- [TEXTE À LIRE]:
# # #

Au sujet de la méthode qu’il propose, M. Akrouche a expliqué qu’elle repose sur certains éléments. Le premier élément porte sur la sélection des fournisseurs au moyen d’une « évaluation de la concordance stratégique », qui consiste à « évaluer objectivement si les résultats et les facteurs de création d’avantages [visés] correspondent réellement aux capacités, aux stratégies et aux structures de gestion d’[un] fournisseur ». Le deuxième élément consiste à évaluer les processus et les systèmes internes des organisations et leur capacité à collaborer. Il a ajouté que, dans une méthode axée sur les relations, c’est la relation elle-même qui régit le contrat et son évolution, tandis que, dans le modèle de passation des marchés habituel, c’est le contrat qui régit la relation entre les parties.

Enfin, selon M. Akrouche, une bonne entente commerciale comporte un cadre de gestion des relations qui énonce clairement les indicateurs pour mesurer le rendement de la relation entre les parties. Toujours selon lui, un des problèmes des contrats axés sur le rendement, c’est que la suite du contrat dépend du respect de certains indicateurs de rendement qui peuvent devenir désuets au cours du contrat. Il a donc insisté sur l’importance d’être en mesure de rajuster les cibles de rendement dans le cadre de la gestion des relations.

# # #

- [LIGNES DE DONNÉES]:
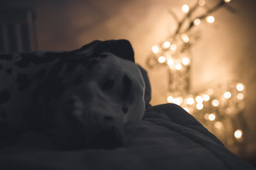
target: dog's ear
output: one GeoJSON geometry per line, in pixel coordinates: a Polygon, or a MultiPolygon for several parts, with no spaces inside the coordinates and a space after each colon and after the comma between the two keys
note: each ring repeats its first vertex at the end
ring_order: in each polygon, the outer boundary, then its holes
{"type": "Polygon", "coordinates": [[[111,52],[120,58],[134,62],[132,46],[126,39],[102,41],[97,45],[96,50],[100,52],[111,52]]]}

# # #

- [CONSIGNE A]:
Répondez aux questions suivantes d'après le texte sur la méthode de M. Akrouche :
(i) Sur quoi porte le premier élément de la méthode qu'il propose ?
(ii) Dans le modèle de passation des marchés habituel, qu'est-ce qui régit la relation entre les parties ?
(iii) Que peuvent devenir, au cours du contrat, les indicateurs de rendement dont dépend la suite d'un contrat axé sur le rendement ?
- [CONSIGNE B]: Recopiez mot pour mot le passage du texte sur la méthode de M. Akrouche qui va de « Enfin, selon M. Akrouche, une » jusqu'à « gestion des relations. ».
- [CONSIGNE C]: Rédigez la suite du texte sur la méthode de M. Akrouche en reprenant après sa dernière phrase.

- [RÉPONSE A]:
(i) Il porte sur la sélection des fournisseurs au moyen d'une « évaluation de la concordance stratégique ».
(ii) C'est le contrat qui régit la relation entre les parties.
(iii) Ils peuvent devenir désuets.

- [RÉPONSE B]:
Enfin, selon M. Akrouche, une bonne entente commerciale comporte un cadre de gestion des relations qui énonce clairement les indicateurs pour mesurer le rendement de la relation entre les parties. Toujours selon lui, un des problèmes des contrats axés sur le rendement, c’est que la suite du contrat dépend du respect de certains indicateurs de rendement qui peuvent devenir désuets au cours du contrat. Il a donc insisté sur l’importance d’être en mesure de rajuster les cibles de rendement dans le cadre de la gestion des relations.

- [RÉPONSE C]:
2.4 Les autres méthodes utilisées par le gouvernement fédéral et d’autres gouvernements

Selon M. Leduc, les municipalités appliquent avec succès la méthode agile et d’autres méthodes pour les marchés des TI, en partie parce qu’elles sont petites et qu’elles se fient davantage aux données et aux commentaires des fournisseurs. L’Estonie et le Royaume-Uni ont également adopté avec succès d’autres méthodes d’approvisionnement et changé leur façon de faire des affaires avec le secteur des TI. En ce qui concerne le Royaume-Uni, il a expliqué que le gouvernement a abandonné la méthode axée sur les règles et est passé à un « modèle axé sur les résultats, à des délais d’approvisionnement plus courts, à plus de projets pilotes et à davantage d’expérimentation ».

Selon Cass Chideock, directrice adjointe, Équipe chargée de la politique des petites entreprises, Crown Commercial Service (CCS) du Royaume-Uni, le CCS du Royaume-Uni se concentre sur les contrats‑cadres. Elle a expliqué que ces contrats fonctionnent comme des catalogues où les organismes du secteur public peuvent faire leurs achats par des « mini-concours » ou par des contrats directs. Mme Chideock a souligné que 25 % des contrats du gouvernement central passent par des ententes‑cadres établies par le CCS. Selon elle, le CCS s’efforce « d’agréger la demande de carburant ou de fournitures de bureau, ou les dépenses de marketing et de communication, mais lorsque cela devient plus spécialisé, ce genre de processus d’approvisionnement est typiquement l’affaire du ministère ».

Toujours selon Mme Chideock, le Royaume-Uni mène un projet pilote sur une plateforme d’achat qu’on appelle « le marché de la Couronne », un peu comme le GSA Advantage Program des États-Unis. Elle décrit la plateforme d’achat comme s’apparentant à Amazon pour le gouvernement. À l’heure actuelle, la majorité des produits offerts sont surtout liés à la technologie. Le GSA Advantage Program des États‑Unis, aussi appelé le programme de classification fédéral des approvisionnements ou le programme de calendrier d’attribution multiple, offre aux organismes fédéraux un processus simplifié pour obtenir des services et des fournitures commerciales à des prix associés à l’achat en gros.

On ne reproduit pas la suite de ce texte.